### WHAT TO WORK ON
Answer these questions from the edible flowers text below:
1. Which flower does McGranaghan describe as a star-shaped blue blossom?
2. What flavor does chamomile have?
3. Which parts of chicory can be eaten?

##### SUPPLIED TEXT

Here's a list of some of the flowers that are often considered to enhance a meal, usually in salad or as garnish but also in other ways too. From various sources, we've listed some common flowers that are used as edibles. We included some description and also information from Jonathan Lust's The Herb Book as far as some of the healing properties these flowers have.

Borage (Borago officinalis) - - McGranaghan: "We serve these a lot. It's a star-shaped blue blossom. Easy to grow." It has a light cucumber flavor. Lust: Flowers are medicinal, anti-fever, restores vitality in recuperation, diaphoretic, antidotal, calmative properties. Good for pleurisy and anti-inflammatory... - shouldn't be used for long periods.

Calendula (Calendula officinalis) Actually the marigold, but the ornamental variety is not the best for eating. Choose hybrids grown for such. Tastes a little like saffron, spicy, tangy, peppery, adds a golden hue to the plate. Lust: Anti-spasmodic, flowers good for colitis, cramps, ulcers; for fever and anti-nausea.

Chamomile (Chamaemelum nobile) Has a faint apple flavor, good as a tea also. Lust: medicinal properties soothe asthma, help against insomnia, decoctions ameliorate toothache.

Chicory (Cichorium intybus) Earthy, eat either the petals or the buds. Lust: digestive aid, good for spleen problems, jaundice, excellent appetizer as it stimulates appetite.

##########
##### EXTRACTED DATA

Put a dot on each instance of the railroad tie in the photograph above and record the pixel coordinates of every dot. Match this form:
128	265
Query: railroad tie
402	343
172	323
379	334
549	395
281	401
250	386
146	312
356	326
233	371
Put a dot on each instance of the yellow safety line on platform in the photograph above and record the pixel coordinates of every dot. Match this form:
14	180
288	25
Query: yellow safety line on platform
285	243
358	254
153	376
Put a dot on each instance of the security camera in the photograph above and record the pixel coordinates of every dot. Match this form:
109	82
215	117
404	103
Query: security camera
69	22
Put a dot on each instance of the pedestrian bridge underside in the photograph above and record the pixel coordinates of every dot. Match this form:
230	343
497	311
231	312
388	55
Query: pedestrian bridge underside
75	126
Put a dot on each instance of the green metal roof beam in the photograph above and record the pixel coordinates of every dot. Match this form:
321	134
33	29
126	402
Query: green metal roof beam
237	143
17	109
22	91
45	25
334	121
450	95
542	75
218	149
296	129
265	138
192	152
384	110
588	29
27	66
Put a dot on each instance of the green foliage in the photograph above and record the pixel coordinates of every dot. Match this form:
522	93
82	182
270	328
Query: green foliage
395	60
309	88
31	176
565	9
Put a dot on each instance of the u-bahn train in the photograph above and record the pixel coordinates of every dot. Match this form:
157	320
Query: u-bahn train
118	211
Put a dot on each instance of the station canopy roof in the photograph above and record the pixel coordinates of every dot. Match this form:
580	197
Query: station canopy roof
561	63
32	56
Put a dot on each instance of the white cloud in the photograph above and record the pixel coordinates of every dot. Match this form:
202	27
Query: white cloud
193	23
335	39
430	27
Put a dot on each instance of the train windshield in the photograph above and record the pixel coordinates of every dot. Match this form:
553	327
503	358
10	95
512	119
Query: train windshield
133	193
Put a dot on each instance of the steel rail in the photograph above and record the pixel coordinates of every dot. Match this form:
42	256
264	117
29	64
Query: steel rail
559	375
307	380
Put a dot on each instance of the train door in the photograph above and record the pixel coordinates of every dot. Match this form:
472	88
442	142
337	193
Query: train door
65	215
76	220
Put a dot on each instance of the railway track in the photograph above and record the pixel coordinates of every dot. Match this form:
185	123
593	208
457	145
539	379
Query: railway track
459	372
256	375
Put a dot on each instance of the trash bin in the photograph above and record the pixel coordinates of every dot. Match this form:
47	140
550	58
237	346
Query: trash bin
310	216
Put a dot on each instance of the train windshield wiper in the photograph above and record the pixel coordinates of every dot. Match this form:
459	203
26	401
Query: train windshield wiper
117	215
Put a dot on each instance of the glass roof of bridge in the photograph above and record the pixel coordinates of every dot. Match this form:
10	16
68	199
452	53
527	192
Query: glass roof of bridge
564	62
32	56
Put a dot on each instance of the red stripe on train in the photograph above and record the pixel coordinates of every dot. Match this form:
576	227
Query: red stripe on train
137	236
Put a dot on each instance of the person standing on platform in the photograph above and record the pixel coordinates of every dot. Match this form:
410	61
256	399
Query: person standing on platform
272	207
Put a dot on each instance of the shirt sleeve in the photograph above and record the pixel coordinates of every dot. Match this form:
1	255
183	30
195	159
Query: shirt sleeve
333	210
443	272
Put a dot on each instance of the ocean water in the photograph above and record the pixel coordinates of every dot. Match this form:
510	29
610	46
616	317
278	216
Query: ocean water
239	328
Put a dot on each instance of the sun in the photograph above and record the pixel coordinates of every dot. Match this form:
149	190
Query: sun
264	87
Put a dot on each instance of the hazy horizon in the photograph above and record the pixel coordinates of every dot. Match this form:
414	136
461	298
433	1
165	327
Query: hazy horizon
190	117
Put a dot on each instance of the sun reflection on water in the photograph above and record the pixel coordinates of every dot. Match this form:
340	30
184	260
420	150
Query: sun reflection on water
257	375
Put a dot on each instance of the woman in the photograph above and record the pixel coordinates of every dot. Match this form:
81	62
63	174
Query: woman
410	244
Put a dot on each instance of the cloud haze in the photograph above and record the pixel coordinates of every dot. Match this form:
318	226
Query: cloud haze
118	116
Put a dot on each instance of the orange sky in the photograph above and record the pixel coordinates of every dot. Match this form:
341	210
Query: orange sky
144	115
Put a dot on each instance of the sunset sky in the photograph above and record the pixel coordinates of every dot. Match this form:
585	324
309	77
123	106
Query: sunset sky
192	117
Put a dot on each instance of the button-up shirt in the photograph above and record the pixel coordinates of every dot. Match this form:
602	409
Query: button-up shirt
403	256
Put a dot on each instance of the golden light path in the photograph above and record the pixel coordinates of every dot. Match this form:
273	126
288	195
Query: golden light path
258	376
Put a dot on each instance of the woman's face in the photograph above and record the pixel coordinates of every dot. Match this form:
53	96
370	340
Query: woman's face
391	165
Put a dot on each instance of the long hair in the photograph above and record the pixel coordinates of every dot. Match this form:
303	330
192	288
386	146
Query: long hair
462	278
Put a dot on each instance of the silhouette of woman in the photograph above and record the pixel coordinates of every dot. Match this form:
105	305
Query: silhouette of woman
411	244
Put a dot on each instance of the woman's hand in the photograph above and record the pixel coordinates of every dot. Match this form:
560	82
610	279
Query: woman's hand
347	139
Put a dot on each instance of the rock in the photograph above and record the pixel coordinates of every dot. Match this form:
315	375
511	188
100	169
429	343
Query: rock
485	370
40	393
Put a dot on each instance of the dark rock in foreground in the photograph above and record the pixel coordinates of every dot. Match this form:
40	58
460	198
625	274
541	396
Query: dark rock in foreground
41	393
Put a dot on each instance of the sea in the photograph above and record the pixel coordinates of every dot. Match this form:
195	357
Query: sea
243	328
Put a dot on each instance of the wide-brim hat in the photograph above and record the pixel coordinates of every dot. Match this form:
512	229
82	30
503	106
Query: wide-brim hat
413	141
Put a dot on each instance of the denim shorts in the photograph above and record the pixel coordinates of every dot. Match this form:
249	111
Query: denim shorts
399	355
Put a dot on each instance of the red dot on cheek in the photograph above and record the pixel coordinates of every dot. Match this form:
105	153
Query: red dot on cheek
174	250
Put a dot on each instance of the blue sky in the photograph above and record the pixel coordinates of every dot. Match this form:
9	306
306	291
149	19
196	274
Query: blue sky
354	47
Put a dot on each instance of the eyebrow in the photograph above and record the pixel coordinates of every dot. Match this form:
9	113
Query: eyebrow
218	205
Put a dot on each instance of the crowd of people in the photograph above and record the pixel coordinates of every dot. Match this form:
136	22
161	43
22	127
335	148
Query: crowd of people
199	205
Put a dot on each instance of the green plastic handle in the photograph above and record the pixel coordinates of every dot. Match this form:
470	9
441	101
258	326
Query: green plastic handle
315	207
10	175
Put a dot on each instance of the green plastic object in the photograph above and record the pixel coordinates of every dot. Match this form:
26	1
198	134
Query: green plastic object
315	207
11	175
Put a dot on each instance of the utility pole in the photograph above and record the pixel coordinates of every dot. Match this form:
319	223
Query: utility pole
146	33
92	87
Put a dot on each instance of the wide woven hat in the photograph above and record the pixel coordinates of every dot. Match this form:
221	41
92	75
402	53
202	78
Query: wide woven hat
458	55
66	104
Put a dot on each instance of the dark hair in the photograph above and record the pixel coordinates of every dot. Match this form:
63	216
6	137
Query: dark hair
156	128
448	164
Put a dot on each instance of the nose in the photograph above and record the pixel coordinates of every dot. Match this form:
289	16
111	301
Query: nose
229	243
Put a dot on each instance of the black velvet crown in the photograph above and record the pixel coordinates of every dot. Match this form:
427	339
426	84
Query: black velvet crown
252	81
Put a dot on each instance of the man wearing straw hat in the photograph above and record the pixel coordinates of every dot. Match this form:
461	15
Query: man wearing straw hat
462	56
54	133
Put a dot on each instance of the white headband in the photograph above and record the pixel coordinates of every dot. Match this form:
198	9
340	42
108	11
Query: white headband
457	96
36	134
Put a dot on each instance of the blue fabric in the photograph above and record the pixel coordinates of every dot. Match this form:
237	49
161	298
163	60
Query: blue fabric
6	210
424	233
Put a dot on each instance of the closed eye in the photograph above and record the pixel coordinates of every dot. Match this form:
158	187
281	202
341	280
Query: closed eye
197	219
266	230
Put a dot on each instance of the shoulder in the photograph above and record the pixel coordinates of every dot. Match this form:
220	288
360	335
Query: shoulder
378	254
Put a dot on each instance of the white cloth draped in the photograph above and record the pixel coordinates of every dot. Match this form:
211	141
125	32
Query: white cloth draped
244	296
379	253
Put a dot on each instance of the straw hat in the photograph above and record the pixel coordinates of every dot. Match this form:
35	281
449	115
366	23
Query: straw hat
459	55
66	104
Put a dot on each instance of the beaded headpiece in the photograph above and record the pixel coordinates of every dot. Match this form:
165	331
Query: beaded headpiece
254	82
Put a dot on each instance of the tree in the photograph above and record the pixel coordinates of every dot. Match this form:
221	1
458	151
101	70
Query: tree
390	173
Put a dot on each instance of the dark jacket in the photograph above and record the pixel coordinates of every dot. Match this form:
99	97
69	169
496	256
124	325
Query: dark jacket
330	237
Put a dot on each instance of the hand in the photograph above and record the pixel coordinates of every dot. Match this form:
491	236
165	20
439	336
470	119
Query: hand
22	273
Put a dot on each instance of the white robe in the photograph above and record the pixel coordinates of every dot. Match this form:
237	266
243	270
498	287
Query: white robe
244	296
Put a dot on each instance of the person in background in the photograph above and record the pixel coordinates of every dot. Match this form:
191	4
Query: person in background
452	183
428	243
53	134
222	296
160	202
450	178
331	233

##########

### OUTPUT
1. Borage
2. A faint apple flavor
3. The petals or the buds